● **Required action**
Transcribe the part of the Chicago Med review below, starting with "In the 10th" and going on through "Synopsis  (*Spoiler Alert*)".

● **Exercise passage**
- Opening Delimiter -

Chicago Med: When Mental Illness and Law collide

Chicago Med: When Mental Illness and Law collide

Marta Lopera Mármol

Vice President of ISMA

Director of Communications


In the 10th episode of season 3 of Chicago Med (NBC, 2015-) the medical drama spin-off of the somewhat successful but not-so-good Chicago Fire (NBC, 2012-), medicine takes on a new turn when its juggled within legalities and mental illness. Before revealing any spoiler, I invite you to watch the clip which narrates the story I am going to analyze.

Synopsis  (*Spoiler Alert*)

In this Chicago Med episode, psychiatrist Dr. Charles is convinced something is off when Dr.Sara treats a man, Mr. Dietrick, that seems to have at first sight a minor injury due to a car hit. His particular assertion in the case is both unsettling and worrisome. As the episode goes on, Dr. Charles becomes convinced that the injured is not a mere accident but a suicide attempt, forcing him to hold Mr. Dietrick in the psychiatric ward against his will and despite his insistence that it was all an accident. By the end, Dr. Charles reveals that Mr.Dietrick suffers from endogenous depression and provokes Mr. Dietrick to reveal he stopped taking his anti-depressants meds.

Pros +

The episode effectively portrayals depression as a mental illness that can affect anyone, even the “perfect picture” person with a successful but also extremely demanding job which in this case and far from being a casualty turns out to be a lawyer. The fact, that the diagnosis is made by a character that has the legitimacy to do so since he is a psychiatrist allows to break in a sense the “stigma wall.” Doctors tend to be more “credible characters” and knowing the effects TV series can have on people, this type of diagnosis made by someone that “has the power to do so” might evoke those spectators that are suffering from depression or have similar symptoms to seek actual help. Therefore, turning this audiovisual piece into an edutainment[1] audiovisual product.

- Closing Delimiter -

(Stored entries)
- Opening Delimiter -

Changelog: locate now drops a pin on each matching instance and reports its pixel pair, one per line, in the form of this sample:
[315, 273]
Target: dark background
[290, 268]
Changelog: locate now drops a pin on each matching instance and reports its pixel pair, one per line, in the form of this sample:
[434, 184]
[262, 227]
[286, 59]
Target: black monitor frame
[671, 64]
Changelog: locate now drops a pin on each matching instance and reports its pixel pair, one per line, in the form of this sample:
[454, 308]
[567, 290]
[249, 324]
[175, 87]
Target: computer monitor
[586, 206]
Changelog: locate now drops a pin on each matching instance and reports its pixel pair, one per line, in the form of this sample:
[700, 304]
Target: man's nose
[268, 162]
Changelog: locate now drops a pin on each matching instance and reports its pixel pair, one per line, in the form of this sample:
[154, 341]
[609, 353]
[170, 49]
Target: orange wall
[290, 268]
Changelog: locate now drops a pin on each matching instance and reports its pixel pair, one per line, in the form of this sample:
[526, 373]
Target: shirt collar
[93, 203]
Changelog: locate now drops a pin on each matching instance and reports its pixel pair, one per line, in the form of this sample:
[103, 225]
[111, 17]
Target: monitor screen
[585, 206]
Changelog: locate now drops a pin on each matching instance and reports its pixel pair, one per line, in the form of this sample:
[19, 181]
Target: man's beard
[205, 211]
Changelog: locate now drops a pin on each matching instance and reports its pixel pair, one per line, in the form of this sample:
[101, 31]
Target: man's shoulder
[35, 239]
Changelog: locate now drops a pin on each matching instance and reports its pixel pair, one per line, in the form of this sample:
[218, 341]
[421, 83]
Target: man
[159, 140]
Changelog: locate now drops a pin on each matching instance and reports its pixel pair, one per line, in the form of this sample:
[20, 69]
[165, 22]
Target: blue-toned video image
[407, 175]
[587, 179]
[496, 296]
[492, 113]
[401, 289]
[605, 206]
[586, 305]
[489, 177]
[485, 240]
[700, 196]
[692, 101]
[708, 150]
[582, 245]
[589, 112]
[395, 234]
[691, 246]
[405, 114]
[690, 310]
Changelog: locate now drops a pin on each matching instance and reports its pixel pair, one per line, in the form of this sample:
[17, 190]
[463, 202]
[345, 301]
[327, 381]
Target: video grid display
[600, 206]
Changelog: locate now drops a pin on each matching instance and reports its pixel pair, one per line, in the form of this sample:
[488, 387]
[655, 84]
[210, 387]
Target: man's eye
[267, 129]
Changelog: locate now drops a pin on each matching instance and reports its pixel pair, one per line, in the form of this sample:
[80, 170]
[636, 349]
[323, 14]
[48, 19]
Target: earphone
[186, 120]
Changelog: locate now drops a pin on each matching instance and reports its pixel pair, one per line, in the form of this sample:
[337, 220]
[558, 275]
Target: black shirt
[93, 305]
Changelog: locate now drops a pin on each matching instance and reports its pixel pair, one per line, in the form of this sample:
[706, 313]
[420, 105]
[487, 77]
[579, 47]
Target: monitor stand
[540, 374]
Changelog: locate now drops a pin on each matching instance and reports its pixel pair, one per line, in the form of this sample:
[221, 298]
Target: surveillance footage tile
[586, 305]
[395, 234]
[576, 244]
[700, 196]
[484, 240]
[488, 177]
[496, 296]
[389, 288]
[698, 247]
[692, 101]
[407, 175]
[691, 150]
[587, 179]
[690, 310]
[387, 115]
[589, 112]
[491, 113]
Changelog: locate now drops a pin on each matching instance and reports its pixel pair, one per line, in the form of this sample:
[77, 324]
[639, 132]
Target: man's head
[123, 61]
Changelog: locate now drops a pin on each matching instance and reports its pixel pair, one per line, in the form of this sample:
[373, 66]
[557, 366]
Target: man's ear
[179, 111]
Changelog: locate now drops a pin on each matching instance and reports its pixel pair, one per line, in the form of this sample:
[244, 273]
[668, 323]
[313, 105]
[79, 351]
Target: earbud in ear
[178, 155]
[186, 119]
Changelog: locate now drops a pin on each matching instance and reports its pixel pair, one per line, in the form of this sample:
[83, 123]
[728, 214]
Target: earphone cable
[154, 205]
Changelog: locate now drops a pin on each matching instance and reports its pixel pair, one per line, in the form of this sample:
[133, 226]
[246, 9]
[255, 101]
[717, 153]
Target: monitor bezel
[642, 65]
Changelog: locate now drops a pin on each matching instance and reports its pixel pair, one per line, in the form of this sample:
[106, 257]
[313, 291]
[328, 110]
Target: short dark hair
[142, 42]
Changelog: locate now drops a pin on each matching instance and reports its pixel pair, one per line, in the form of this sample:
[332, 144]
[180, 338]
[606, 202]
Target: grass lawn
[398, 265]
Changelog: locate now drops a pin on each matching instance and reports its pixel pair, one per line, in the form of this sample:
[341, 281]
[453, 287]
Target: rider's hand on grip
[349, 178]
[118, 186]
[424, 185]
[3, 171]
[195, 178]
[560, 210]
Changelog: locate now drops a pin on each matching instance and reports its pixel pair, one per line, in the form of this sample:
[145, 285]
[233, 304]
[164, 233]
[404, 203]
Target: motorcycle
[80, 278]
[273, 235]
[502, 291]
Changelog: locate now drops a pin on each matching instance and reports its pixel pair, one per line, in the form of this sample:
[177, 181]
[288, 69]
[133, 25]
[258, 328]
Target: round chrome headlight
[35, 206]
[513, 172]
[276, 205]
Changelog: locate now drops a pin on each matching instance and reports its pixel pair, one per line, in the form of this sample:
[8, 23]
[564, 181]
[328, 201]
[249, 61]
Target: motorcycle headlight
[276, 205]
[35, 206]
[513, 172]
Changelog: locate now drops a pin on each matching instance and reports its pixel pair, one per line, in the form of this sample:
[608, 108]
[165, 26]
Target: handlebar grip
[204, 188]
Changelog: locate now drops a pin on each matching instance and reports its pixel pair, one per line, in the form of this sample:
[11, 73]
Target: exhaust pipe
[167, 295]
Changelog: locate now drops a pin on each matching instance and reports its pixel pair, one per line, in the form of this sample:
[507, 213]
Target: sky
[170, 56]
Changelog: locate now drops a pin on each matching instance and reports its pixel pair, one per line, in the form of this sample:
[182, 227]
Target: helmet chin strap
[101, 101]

- Closing Delimiter -

● **Result**
In the 10th episode of season 3 of Chicago Med (NBC, 2015-) the medical drama spin-off of the somewhat successful but not-so-good Chicago Fire (NBC, 2012-), medicine takes on a new turn when its juggled within legalities and mental illness. Before revealing any spoiler, I invite you to watch the clip which narrates the story I am going to analyze.

Synopsis  (*Spoiler Alert*)